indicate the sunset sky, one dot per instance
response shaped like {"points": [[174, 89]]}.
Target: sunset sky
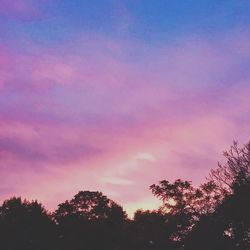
{"points": [[116, 95]]}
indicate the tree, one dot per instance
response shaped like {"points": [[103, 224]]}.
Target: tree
{"points": [[25, 225], [186, 204], [89, 220]]}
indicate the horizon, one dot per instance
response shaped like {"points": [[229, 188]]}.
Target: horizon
{"points": [[115, 96]]}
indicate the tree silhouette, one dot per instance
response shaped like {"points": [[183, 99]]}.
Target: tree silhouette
{"points": [[25, 225], [89, 220]]}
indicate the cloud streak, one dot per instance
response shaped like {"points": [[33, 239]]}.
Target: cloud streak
{"points": [[89, 114]]}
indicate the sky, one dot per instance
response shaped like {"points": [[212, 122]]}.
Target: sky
{"points": [[114, 95]]}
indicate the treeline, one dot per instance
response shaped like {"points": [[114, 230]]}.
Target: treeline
{"points": [[214, 216]]}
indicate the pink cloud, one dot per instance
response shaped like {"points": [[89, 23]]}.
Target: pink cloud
{"points": [[87, 115]]}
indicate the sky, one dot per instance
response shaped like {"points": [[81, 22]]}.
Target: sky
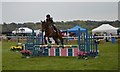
{"points": [[60, 11]]}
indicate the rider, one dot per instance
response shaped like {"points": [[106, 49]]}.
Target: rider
{"points": [[50, 21]]}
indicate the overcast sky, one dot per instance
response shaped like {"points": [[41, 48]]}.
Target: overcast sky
{"points": [[60, 11]]}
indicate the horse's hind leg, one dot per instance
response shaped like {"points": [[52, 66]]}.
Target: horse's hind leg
{"points": [[45, 40], [49, 40], [56, 40]]}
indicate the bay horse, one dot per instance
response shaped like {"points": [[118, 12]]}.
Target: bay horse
{"points": [[49, 32]]}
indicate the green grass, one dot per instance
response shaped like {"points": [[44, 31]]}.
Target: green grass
{"points": [[107, 60]]}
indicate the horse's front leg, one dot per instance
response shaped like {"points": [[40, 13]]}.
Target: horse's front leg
{"points": [[45, 40], [49, 40]]}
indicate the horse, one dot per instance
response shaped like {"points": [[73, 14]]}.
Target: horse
{"points": [[49, 32]]}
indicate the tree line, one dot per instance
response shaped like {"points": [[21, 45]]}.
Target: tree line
{"points": [[8, 28]]}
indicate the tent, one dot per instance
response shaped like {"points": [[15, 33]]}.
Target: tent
{"points": [[75, 29], [105, 28], [22, 30], [118, 31]]}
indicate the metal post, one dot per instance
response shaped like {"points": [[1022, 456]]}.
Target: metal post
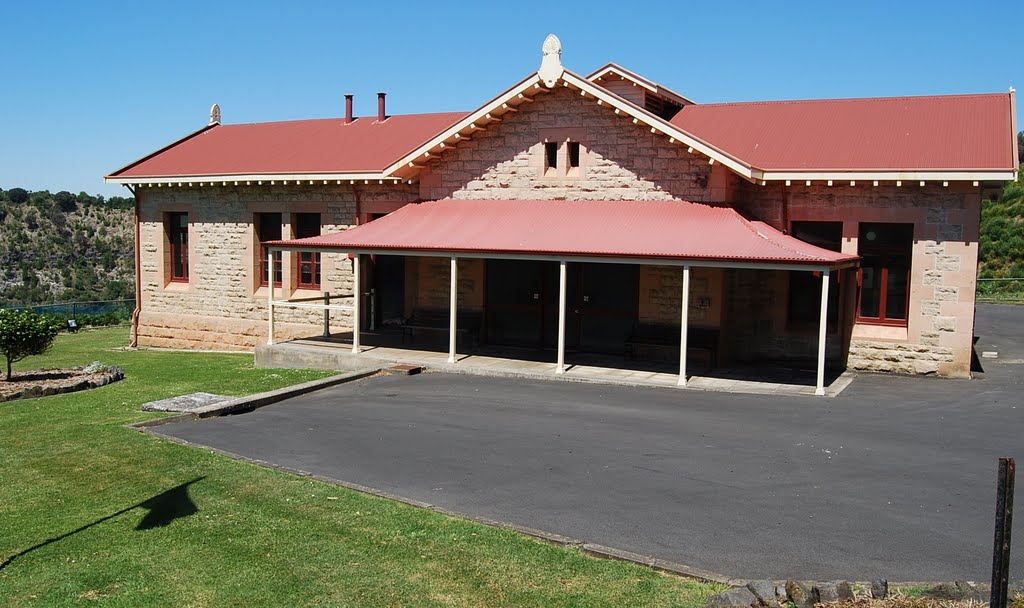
{"points": [[819, 388], [327, 314], [373, 306], [269, 297], [453, 304], [562, 280], [1004, 524], [356, 295], [684, 326]]}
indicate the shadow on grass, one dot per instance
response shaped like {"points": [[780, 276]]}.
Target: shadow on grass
{"points": [[162, 510]]}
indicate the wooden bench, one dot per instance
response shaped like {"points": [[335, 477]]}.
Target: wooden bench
{"points": [[649, 337], [423, 320]]}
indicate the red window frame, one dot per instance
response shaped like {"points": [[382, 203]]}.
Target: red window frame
{"points": [[177, 234], [279, 267], [307, 262], [269, 233], [887, 255]]}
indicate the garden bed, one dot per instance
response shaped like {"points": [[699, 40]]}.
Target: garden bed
{"points": [[42, 383]]}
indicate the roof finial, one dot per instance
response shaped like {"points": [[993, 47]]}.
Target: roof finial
{"points": [[551, 66]]}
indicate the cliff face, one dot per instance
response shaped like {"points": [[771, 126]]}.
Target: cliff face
{"points": [[51, 252]]}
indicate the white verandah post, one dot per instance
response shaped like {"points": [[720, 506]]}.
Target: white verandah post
{"points": [[356, 296], [453, 331], [819, 388], [269, 297], [684, 326], [562, 280]]}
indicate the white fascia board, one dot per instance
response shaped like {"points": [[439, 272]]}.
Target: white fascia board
{"points": [[478, 116], [889, 175], [659, 124], [810, 267], [633, 77], [224, 179], [109, 179]]}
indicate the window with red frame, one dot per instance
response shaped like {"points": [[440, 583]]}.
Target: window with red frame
{"points": [[307, 224], [885, 273], [177, 236], [268, 228]]}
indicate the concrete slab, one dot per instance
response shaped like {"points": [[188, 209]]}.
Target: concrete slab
{"points": [[185, 402], [321, 354]]}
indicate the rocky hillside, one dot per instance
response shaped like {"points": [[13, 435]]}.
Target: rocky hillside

+ + + +

[Stated goal]:
Output all of the items above verbatim, omitting the pictures.

[Output of the task]:
indicate the sunset sky, one dot per instance
response shaped like {"points": [[174, 89]]}.
Target: sunset sky
{"points": [[116, 95]]}
indicate the tree, one dot per instance
response shaped like {"points": [[103, 224]]}.
Target: tree
{"points": [[25, 225], [186, 204], [89, 220]]}
indicate the horizon, one dot per instance
response shaped like {"points": [[229, 188]]}.
Target: horizon
{"points": [[115, 96]]}
indicate the tree silhouette, one dot per instance
response shaped like {"points": [[183, 99]]}.
Target: tree silhouette
{"points": [[25, 225], [89, 220]]}
indicate the cloud streak, one dot per instance
response shaped like {"points": [[33, 239]]}.
Target: cloud streak
{"points": [[89, 114]]}
indicate the sky, one dot per instance
response shaped like {"points": [[212, 122]]}.
Target: sky
{"points": [[114, 95]]}
indicate the treeline, one dot per instance
response shaped like {"points": [[114, 230]]}.
Target: treeline
{"points": [[214, 216]]}
indicate the pink cloud, one dot per instance
response shaped like {"points": [[89, 23]]}.
Target: pink cloud
{"points": [[87, 115]]}
indicate the sky, one dot per instance
response shaped like {"points": [[81, 22]]}.
Target: sky
{"points": [[60, 11]]}
indicate the rider, one dot per instance
response shaped like {"points": [[106, 49]]}.
Target: rider
{"points": [[50, 21]]}
indicate the overcast sky, one dot per instance
response shaped like {"points": [[41, 48]]}.
Target: overcast sky
{"points": [[60, 11]]}
indicate the horse's hind leg, one dot per instance
response shaped like {"points": [[52, 66]]}.
Target: horse's hind leg
{"points": [[45, 40], [49, 40], [56, 40]]}
indicate the bay horse, one dot per instance
response shaped like {"points": [[118, 12]]}.
Target: bay horse
{"points": [[49, 32]]}
indicate the green grass, one dot per instance
response shaped like {"points": [[44, 31]]}.
Target: green grass
{"points": [[107, 60]]}
indicate the horse's front leg, one dot per instance
response shaped like {"points": [[40, 13]]}.
Target: horse's front leg
{"points": [[45, 40], [49, 40]]}
indicate the horse, one dot per instance
response shaped like {"points": [[73, 14]]}.
Target: horse
{"points": [[49, 32]]}
indicate the tree line, one dot per instance
response shaped like {"points": [[21, 45]]}.
Target: tree line
{"points": [[8, 28]]}
indicate the tent, one dot per instance
response shaped like {"points": [[15, 33]]}.
Target: tent
{"points": [[75, 29], [105, 28], [22, 30], [118, 31]]}
indicate the metal post, one dot per instance
response shaped like {"points": [[1022, 456]]}.
Target: metal post
{"points": [[819, 388], [327, 314], [373, 306], [269, 297], [453, 304], [562, 280], [1004, 524], [356, 295], [684, 326]]}
indicate the shadow on grass, one dot per instance
response shaped like {"points": [[780, 276]]}.
Target: shadow on grass
{"points": [[162, 510]]}
indicate the wooden bench, one dot per instance
response shaped like {"points": [[335, 477]]}.
Target: wooden bench
{"points": [[649, 337], [423, 320]]}
indicate the red window frame, one dot per instance
response shaped like {"points": [[382, 203]]}.
Target: red window frame
{"points": [[177, 234], [279, 267], [307, 262], [269, 233], [887, 255]]}
indicate the garden bed, one dot per instance
response shaped like {"points": [[699, 40]]}.
Target: garden bed
{"points": [[42, 383]]}
indicate the roof finial, one dot per instance
response shaped like {"points": [[993, 47]]}.
Target: roof finial
{"points": [[551, 66]]}
indicate the cliff face, one dot per instance
response shaped like {"points": [[771, 126]]}.
Target: cliff face
{"points": [[51, 252]]}
indicate the white verandah post, one dot per instance
response shaped like {"points": [[720, 506]]}.
Target: white verandah post
{"points": [[356, 296], [453, 331], [819, 388], [269, 297], [684, 326], [562, 280]]}
indicate the white fascia board, one dot per instance
response shaped like {"points": [[439, 272]]}.
Target: white fascia board
{"points": [[478, 116], [889, 175], [659, 124], [810, 267], [633, 77], [224, 179], [109, 179]]}
indicate the window with red frame, one dot per instance
response shaped like {"points": [[440, 583]]}.
Target: window with red frame
{"points": [[307, 224], [885, 273], [177, 236], [268, 228]]}
indicate the concrete slab, one dot per instance
response shaped like {"points": [[188, 209]]}.
Target: concrete slab
{"points": [[185, 402], [321, 354]]}
indicate the rocky hillside, one dot per instance
response shaped like {"points": [[13, 435]]}.
Target: rocky hillside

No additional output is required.